WHAT THE TASK ASKS: From the items below, pull out each line that contains the string "woman". Case counts, so only match lines where the letters are the same case.

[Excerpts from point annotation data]
↓↓↓

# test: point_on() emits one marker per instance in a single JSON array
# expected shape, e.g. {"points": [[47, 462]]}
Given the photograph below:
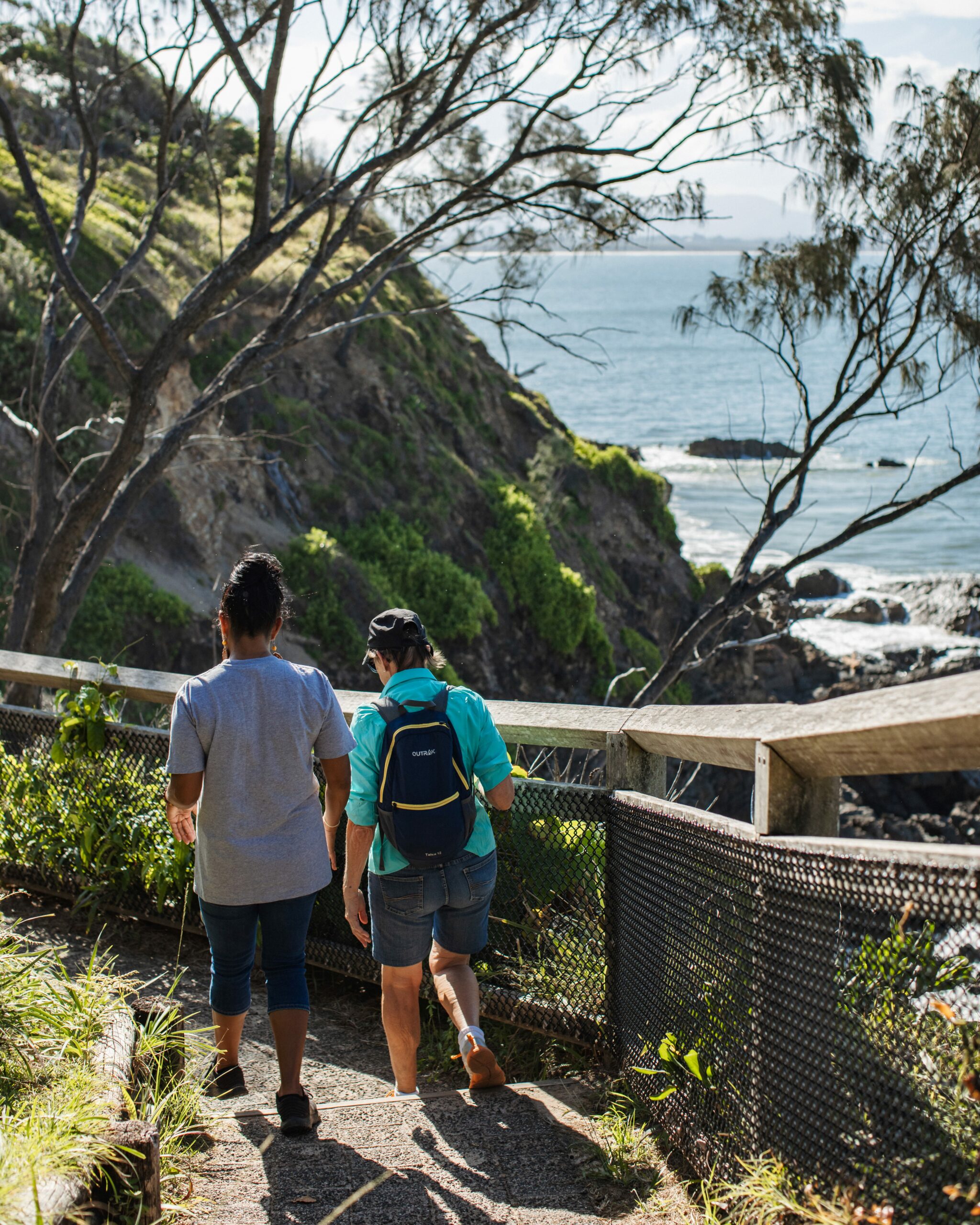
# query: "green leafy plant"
{"points": [[646, 489], [84, 714], [559, 603], [318, 574], [646, 655], [123, 607], [397, 559], [678, 1068]]}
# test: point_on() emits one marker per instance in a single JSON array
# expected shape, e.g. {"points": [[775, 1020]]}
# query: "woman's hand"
{"points": [[357, 915], [182, 821]]}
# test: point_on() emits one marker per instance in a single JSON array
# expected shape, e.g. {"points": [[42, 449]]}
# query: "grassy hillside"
{"points": [[418, 473]]}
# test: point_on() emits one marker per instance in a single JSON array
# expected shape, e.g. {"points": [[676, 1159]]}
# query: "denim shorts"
{"points": [[414, 906]]}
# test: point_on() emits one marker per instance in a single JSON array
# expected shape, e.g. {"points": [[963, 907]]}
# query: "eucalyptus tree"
{"points": [[896, 267], [521, 122]]}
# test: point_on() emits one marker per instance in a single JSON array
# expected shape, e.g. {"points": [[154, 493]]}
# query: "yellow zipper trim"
{"points": [[424, 808], [391, 750]]}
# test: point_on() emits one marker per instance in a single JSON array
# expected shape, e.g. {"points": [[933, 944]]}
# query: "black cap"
{"points": [[394, 630]]}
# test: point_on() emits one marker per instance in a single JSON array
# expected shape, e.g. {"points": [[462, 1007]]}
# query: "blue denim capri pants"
{"points": [[232, 933], [413, 907]]}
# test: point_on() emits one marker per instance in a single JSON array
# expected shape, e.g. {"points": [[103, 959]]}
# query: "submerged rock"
{"points": [[947, 601], [742, 449], [860, 609], [820, 585]]}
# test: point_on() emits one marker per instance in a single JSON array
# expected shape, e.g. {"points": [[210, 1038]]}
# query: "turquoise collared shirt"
{"points": [[484, 756]]}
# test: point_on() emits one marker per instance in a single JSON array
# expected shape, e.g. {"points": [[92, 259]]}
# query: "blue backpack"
{"points": [[425, 804]]}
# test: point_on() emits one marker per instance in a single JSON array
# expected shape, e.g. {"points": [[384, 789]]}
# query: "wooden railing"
{"points": [[798, 753]]}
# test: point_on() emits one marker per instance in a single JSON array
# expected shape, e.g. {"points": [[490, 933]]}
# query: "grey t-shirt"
{"points": [[254, 725]]}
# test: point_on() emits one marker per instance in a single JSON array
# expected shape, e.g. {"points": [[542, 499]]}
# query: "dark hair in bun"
{"points": [[255, 596]]}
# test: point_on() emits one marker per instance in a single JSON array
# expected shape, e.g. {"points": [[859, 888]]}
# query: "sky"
{"points": [[753, 199], [931, 37]]}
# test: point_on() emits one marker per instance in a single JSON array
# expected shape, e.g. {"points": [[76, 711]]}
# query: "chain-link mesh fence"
{"points": [[817, 1005], [93, 831]]}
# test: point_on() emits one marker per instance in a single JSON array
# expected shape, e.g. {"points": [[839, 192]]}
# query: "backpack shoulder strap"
{"points": [[389, 708]]}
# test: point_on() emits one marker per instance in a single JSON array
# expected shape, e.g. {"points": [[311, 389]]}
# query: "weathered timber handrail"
{"points": [[928, 725]]}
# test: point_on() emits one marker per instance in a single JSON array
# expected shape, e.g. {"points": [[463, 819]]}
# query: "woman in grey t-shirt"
{"points": [[243, 739]]}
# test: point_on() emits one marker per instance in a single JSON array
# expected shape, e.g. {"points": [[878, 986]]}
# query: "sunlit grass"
{"points": [[53, 1102]]}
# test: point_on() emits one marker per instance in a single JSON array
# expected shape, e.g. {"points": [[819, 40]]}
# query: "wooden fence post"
{"points": [[631, 768], [139, 1162], [788, 804]]}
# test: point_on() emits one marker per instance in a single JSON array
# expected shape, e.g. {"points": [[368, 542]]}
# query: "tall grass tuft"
{"points": [[53, 1102]]}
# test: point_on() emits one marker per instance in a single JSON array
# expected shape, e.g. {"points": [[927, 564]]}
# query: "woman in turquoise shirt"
{"points": [[440, 912]]}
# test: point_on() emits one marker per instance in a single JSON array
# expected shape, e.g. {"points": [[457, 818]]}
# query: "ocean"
{"points": [[659, 391]]}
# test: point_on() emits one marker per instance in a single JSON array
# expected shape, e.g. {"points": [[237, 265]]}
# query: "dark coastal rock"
{"points": [[896, 612], [951, 602], [861, 609], [742, 449], [820, 585]]}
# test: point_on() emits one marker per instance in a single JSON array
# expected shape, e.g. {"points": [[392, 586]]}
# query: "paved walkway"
{"points": [[502, 1156]]}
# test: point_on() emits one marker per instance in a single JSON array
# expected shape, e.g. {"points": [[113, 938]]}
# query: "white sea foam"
{"points": [[841, 639]]}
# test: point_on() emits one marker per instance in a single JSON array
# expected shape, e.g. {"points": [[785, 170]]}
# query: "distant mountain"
{"points": [[736, 221]]}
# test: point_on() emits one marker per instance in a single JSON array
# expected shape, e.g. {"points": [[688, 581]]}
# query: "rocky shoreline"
{"points": [[896, 633]]}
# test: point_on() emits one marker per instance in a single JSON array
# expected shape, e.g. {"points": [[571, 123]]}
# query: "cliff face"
{"points": [[421, 473], [405, 468]]}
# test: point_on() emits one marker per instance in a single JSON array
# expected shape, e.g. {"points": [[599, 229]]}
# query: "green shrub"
{"points": [[399, 561], [648, 490], [711, 579], [316, 575], [95, 820], [559, 603], [213, 357], [644, 653], [123, 607]]}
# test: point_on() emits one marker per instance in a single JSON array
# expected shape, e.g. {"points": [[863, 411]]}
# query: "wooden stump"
{"points": [[165, 1017], [139, 1165]]}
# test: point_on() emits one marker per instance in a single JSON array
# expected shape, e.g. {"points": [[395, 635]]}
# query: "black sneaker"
{"points": [[298, 1113], [230, 1082]]}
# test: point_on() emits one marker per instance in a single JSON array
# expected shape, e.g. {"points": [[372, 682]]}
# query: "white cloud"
{"points": [[890, 10]]}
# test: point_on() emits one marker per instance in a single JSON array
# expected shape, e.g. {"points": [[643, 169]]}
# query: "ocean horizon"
{"points": [[639, 381]]}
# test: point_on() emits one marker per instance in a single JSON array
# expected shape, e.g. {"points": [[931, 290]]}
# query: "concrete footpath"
{"points": [[509, 1154], [501, 1156]]}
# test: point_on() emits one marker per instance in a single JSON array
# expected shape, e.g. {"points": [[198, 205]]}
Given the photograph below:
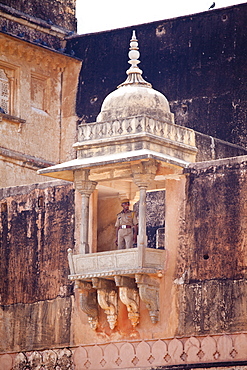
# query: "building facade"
{"points": [[69, 299]]}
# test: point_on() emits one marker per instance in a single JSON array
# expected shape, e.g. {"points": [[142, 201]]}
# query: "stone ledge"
{"points": [[120, 262]]}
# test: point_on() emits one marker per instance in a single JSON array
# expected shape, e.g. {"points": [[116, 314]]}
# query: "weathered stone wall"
{"points": [[197, 61], [213, 249], [36, 229]]}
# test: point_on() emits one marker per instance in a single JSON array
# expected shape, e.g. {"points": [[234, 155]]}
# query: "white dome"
{"points": [[134, 100], [135, 96]]}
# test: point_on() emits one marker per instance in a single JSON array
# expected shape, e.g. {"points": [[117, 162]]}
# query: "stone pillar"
{"points": [[143, 175], [85, 188]]}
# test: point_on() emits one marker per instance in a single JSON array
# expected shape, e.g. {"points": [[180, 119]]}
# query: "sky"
{"points": [[101, 15]]}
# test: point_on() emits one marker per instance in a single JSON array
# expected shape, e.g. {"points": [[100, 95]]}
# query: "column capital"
{"points": [[144, 173], [82, 182]]}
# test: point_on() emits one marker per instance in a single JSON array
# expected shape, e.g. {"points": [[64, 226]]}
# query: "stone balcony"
{"points": [[126, 262], [135, 134], [128, 275]]}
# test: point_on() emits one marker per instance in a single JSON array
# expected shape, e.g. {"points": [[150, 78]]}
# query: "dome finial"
{"points": [[134, 72]]}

↑↑↑

RESULT:
# query: "woman's hand"
# query: "woman in grey t-shirt"
# query: "woman in turquoise shirt"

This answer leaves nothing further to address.